Work to be completed: Copy the data precisely, keeping every character.

#### Exercise inputs ####

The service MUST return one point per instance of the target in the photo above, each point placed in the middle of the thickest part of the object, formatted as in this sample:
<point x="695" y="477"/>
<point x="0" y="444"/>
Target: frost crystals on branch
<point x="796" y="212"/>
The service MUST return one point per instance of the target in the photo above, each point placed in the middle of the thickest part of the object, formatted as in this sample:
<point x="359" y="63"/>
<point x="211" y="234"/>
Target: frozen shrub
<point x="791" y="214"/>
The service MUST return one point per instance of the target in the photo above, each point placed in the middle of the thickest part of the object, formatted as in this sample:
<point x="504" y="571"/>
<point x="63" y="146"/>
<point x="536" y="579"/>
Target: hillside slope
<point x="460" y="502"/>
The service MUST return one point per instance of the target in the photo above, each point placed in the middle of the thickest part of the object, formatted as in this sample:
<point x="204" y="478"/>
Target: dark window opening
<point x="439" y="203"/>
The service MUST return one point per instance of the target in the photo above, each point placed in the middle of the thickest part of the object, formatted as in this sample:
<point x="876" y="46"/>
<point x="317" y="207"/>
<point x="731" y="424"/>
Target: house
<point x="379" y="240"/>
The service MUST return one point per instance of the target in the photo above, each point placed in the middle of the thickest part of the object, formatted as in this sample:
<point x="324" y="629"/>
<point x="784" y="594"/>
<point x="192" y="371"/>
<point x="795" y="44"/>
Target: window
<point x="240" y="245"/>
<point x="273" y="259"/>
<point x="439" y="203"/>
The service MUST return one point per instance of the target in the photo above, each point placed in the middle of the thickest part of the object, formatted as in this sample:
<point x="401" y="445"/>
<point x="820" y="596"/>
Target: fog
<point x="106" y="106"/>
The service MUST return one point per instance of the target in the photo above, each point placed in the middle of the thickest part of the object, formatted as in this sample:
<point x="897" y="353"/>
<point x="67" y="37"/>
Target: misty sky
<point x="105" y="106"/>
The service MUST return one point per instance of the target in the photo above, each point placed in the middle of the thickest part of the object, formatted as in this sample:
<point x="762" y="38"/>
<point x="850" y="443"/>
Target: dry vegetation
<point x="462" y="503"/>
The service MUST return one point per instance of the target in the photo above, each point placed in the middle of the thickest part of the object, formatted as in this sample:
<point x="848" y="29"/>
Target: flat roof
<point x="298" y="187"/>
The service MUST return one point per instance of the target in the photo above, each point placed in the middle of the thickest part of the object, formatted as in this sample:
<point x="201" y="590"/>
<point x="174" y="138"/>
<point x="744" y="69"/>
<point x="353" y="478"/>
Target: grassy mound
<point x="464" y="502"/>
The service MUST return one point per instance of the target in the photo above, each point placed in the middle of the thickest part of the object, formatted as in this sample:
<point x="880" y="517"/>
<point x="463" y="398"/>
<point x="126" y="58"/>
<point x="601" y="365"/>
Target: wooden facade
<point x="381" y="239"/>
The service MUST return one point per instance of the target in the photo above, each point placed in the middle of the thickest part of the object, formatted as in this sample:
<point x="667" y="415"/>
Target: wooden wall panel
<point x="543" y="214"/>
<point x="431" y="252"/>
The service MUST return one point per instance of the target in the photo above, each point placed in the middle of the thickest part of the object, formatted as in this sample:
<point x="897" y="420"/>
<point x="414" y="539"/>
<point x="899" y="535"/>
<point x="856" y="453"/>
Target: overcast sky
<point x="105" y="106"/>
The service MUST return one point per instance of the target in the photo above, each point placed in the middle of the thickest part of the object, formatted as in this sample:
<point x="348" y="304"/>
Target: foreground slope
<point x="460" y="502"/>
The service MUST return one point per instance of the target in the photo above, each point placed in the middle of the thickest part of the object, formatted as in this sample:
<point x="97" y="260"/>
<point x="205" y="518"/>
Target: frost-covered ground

####

Written reply:
The service MUST return one point per instance of the target in the photo above, each point placed in the middle of the thickest part of the object, formatted as in this sample:
<point x="695" y="477"/>
<point x="0" y="444"/>
Target: frost crystals on branch
<point x="796" y="212"/>
The service MUST return one point per instance of the target in the photo above, each point placed in the middle of the thickest part of the object, formatted as in this sample:
<point x="359" y="63"/>
<point x="211" y="234"/>
Target: frozen shrub
<point x="791" y="214"/>
The service MUST return one point per instance of the target in the photo above, each point placed in the middle of the thickest part of the object, formatted as in this sample:
<point x="504" y="571"/>
<point x="63" y="146"/>
<point x="536" y="579"/>
Target: hillside slope
<point x="460" y="502"/>
The service MUST return one point per instance of the target in the photo above, each point placed in the middle of the thickest part of the object, formatted as in this sample:
<point x="204" y="478"/>
Target: dark window opening
<point x="439" y="203"/>
The service MUST return one point per instance of the target in the photo above, each point placed in the middle of the thickest part of the object, formatted as in this sample:
<point x="876" y="46"/>
<point x="317" y="207"/>
<point x="731" y="424"/>
Target: house
<point x="379" y="240"/>
The service MUST return one point per instance of the target in the photo above, each point placed in the middle of the thickest part of the object, formatted as in this sample:
<point x="324" y="629"/>
<point x="784" y="594"/>
<point x="192" y="371"/>
<point x="795" y="44"/>
Target: window
<point x="240" y="245"/>
<point x="273" y="259"/>
<point x="439" y="203"/>
The service MUST return one point per instance of the target in the photo above, each point placed in the middle of the thickest part of the object, formatted as in this sample:
<point x="401" y="445"/>
<point x="820" y="596"/>
Target: fog
<point x="106" y="106"/>
The service MUST return one point per instance of the target in the photo above, each point placed in the middle of the thickest part of the object, formatted as in this sample:
<point x="897" y="353"/>
<point x="67" y="37"/>
Target: misty sky
<point x="105" y="106"/>
The service MUST return one point per instance of the target in the photo above, each point placed in the middle of the thickest part of the object, formatted as in this sample:
<point x="762" y="38"/>
<point x="850" y="443"/>
Target: dry vegetation
<point x="462" y="503"/>
The service MUST return one point per instance of the target in the photo above, each point placed in the middle of the thickest part of the object, formatted as in this sample:
<point x="848" y="29"/>
Target: flat roof
<point x="298" y="187"/>
The service MUST return one point per instance of the target in the photo above, each point placed in the middle of the thickest part of the object, formatted as in this sample:
<point x="201" y="590"/>
<point x="174" y="138"/>
<point x="744" y="69"/>
<point x="353" y="478"/>
Target: grassy mound
<point x="464" y="502"/>
The service MUST return one point per instance of the target in the photo above, each point placed in the middle of the thickest part of the object, formatted as in this sample:
<point x="880" y="517"/>
<point x="463" y="398"/>
<point x="126" y="58"/>
<point x="601" y="365"/>
Target: wooden facade
<point x="381" y="239"/>
The service MUST return one point per instance of the target in the photo above, each point placed in the middle of the thickest part of the object, formatted as in this sample:
<point x="667" y="415"/>
Target: wooden wall panel
<point x="543" y="214"/>
<point x="431" y="252"/>
The service MUST return one point per instance of the target in the photo above, each point placed in the middle of the thickest part of the object, formatted as in this sample:
<point x="897" y="420"/>
<point x="414" y="539"/>
<point x="899" y="535"/>
<point x="856" y="453"/>
Target: overcast sky
<point x="105" y="106"/>
The service MUST return one point per instance of the target in the photo above, each point placed in the middle of the thickest part of the object, formatted as in this sample:
<point x="348" y="304"/>
Target: foreground slope
<point x="460" y="502"/>
The service MUST return one point per instance of the target in the photo above, each point placed in the middle of the thickest part of the object, formatted as in this sample:
<point x="97" y="260"/>
<point x="205" y="518"/>
Target: frost-covered ground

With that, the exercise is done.